[TEXTE À EXAMINER]:
↓↓↓

Fast-Food de Grégoire Damon

Aujourd’hui sort en librairie Fast-Food, le nouveau roman de Grégoire Damon dans la collection Qui Vive chez Buchet-Castel, un éditeur « qu’il est bon d’en être » quand on sait le bon nombre de bons écrivains que cette maison a fait connaître. Je partage son bonheur aujourd’hui et m’en vais filer au drive le plus proche pour me prendre un menu.

Derrière les comptoirs de Meecoy, les équipiers vivent au rythme des départs, des arrivées, des disparitions et des micro-révolutions.

Greg astique la friteuse, nourrit le toaster, fait des pauses-clope et observe ses contemporains. Flanqué de Jack le parano, Ed la grande gueule, Croquette le clown et Graf le petit con tatoué, il réussirait presque à déjouer les ruses du nouveau management. Jusqu’à ce que celui-ci dévoile toute sa risible cruauté.

↑↑↑

[TÂCHE À FAIRE 1]:
D'après le texte sur le roman Fast-Food, pourquoi fait-il bon être publié chez Buchet-Castel ? Répondez en une à trois phrases.
[TÂCHE À FAIRE 2]:
Poursuivez le texte sur le roman Fast-Food à partir de sa dernière phrase.
Le matériel qui vient ensuite provient d'une autre source.

[MATÉRIEL FOURNI]:
↓↓↓

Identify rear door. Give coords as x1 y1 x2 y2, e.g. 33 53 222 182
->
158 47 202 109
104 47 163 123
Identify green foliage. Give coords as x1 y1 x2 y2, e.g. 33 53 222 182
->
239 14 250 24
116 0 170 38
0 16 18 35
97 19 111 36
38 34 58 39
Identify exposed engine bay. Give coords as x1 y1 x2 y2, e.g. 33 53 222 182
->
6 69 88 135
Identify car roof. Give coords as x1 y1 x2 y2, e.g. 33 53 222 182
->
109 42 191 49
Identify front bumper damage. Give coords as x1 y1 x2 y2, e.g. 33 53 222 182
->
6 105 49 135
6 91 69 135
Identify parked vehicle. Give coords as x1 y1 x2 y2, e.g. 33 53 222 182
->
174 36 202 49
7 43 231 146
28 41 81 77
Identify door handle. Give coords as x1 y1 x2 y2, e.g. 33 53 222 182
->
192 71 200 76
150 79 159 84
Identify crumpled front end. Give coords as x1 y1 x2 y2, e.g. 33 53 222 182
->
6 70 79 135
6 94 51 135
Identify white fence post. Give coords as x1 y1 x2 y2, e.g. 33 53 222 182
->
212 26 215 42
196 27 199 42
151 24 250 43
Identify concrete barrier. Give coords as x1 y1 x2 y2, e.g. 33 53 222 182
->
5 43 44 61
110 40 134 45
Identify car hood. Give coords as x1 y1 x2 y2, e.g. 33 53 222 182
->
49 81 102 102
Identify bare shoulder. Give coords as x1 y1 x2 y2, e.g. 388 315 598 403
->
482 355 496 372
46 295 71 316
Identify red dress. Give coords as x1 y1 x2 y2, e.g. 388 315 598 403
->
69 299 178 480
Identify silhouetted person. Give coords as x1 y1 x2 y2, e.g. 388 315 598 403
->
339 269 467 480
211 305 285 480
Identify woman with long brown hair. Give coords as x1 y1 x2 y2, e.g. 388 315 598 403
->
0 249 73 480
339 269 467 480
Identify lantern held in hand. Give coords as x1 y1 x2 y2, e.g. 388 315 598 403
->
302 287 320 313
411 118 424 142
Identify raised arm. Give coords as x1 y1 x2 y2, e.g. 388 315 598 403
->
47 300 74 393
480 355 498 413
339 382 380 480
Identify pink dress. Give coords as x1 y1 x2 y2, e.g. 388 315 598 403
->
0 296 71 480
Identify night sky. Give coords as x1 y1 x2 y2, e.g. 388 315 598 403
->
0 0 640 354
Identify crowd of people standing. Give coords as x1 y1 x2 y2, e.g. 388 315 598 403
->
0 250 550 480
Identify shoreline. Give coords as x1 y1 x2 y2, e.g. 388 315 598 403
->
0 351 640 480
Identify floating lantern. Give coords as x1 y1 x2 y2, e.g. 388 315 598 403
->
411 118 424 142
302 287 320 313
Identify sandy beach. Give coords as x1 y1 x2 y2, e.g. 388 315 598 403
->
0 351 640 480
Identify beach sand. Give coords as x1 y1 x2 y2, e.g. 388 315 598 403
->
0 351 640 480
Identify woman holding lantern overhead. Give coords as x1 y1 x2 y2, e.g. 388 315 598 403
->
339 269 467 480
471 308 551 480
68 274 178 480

↑↑↑

[RÉSULTAT OBTENU 1]:
Il fait bon être publié chez Buchet-Castel parce que cette maison a fait connaître un bon nombre de bons écrivains.

[RÉSULTAT OBTENU 2]:
Alors, le grand capital pourrait-il s’abolir dans un happening ? Ou faut-il avoir recours aux deux seules armes qui ont fait leurs preuves : l’humour et la poésie ?

Un roman tendre comme un steak, tranchant comme un sabre de samouraï.

« D’ailleurs on finira par disparaître. Le progrès est en marche. […] Un jour, ils inventeront la restauration rapide sans équipier. Le client arrivera devant un écran, il appuiera sur des touches, la machinerie se mettra en route, et en deux minutes il aura son menu avec supplément mayo. On est la dernière génération. C’est le moment ou jamais de s’amuser un peu. »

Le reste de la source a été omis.